Please reproduce the full listing below line for line, without changing a character.

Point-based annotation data
# # # # #

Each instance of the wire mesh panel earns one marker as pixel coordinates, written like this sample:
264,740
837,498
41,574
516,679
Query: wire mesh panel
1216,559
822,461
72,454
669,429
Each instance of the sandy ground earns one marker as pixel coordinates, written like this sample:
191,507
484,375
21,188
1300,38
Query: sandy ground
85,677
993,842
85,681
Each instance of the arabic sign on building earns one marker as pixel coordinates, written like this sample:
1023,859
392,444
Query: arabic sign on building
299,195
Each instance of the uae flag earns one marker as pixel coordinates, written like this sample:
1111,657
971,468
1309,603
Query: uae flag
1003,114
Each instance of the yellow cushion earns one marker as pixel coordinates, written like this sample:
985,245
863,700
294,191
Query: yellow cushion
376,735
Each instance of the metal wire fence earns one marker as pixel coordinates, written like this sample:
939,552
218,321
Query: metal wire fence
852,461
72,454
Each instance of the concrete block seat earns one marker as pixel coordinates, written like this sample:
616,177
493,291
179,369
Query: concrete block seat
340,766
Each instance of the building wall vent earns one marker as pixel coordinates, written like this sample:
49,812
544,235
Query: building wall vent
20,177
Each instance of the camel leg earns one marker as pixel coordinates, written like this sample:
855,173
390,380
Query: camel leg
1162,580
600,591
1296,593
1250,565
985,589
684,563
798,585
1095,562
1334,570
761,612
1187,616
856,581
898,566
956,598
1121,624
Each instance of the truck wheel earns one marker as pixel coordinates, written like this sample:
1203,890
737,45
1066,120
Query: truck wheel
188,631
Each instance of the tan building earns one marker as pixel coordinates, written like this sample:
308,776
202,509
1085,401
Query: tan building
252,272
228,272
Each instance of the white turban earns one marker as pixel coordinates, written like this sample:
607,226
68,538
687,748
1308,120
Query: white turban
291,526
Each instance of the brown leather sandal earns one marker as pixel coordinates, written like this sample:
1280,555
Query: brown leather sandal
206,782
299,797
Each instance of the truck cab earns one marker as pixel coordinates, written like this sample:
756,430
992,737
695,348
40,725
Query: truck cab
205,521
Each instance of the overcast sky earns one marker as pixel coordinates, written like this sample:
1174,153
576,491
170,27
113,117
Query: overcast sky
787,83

# # # # #

» TASK RESULT:
Each instance of the wire mesh panel earns one marker as pixel coordinates, written like this sample:
264,740
837,498
41,574
516,679
Query: wire mesh panel
1216,559
822,461
72,454
669,429
Each instance of the sandy ground earns one marker as pixel coordinates, written like this sample:
191,507
484,375
21,188
1300,38
Query: sandy ground
85,677
993,842
85,681
Each instance of the arabic sign on building earns one marker as pixel coordinates, written like this sample:
1023,859
392,444
Query: arabic sign on building
299,195
Each instance of the uae flag earns one marker as pixel coordinates, written like this sample:
1111,657
971,468
1309,603
Query: uae flag
1003,114
Each instance of the yellow cushion earns one marker as pixel coordinates, written like this sample:
985,245
863,700
294,191
Query: yellow cushion
376,735
Each instance of the metal wire fence earns one marker as pixel coordinates, written like this sample:
939,552
218,321
Query: metal wire fence
852,461
72,454
Each instance of the concrete block seat earns one marker as pixel coordinates, written like this sample:
616,177
493,291
179,369
Query: concrete block seat
340,766
Each instance of the building wall vent earns one marker as pixel coordinates, written like this sample:
49,812
544,235
Query: building wall vent
20,177
Each instance of the camel leg earns one marker as pixel coordinates, written like this sample:
855,173
390,380
Query: camel leg
1162,580
600,591
1296,593
1250,565
985,589
684,563
798,585
1095,562
1334,570
761,612
1187,616
856,581
898,566
956,598
1121,624
Each instance of the truck wheel earns one marker as pixel coordinates, written like this sample:
1203,890
737,45
1066,120
Query: truck wheel
188,631
Each instance of the tan building earns one marker as pixel coordinates, written like this sample:
308,776
202,509
1085,401
Query: tan building
252,272
228,272
Each instance of the white turban earns one marker as pixel coordinates, written like this sample:
607,226
68,538
687,748
1308,120
Query: white turban
291,526
Each instance of the brown leather sandal earns one marker as pixel coordinates, written like this sample:
1280,555
Query: brown leather sandal
206,782
299,797
Each instance of the truck cab earns one marker as pixel coordinates, written like this sample:
756,430
992,737
695,348
40,725
Query: truck cab
205,521
Each instance of the overcast sky earns one marker as pixel coordinates, written like this sample:
1174,153
576,491
170,27
113,117
Query: overcast sky
787,83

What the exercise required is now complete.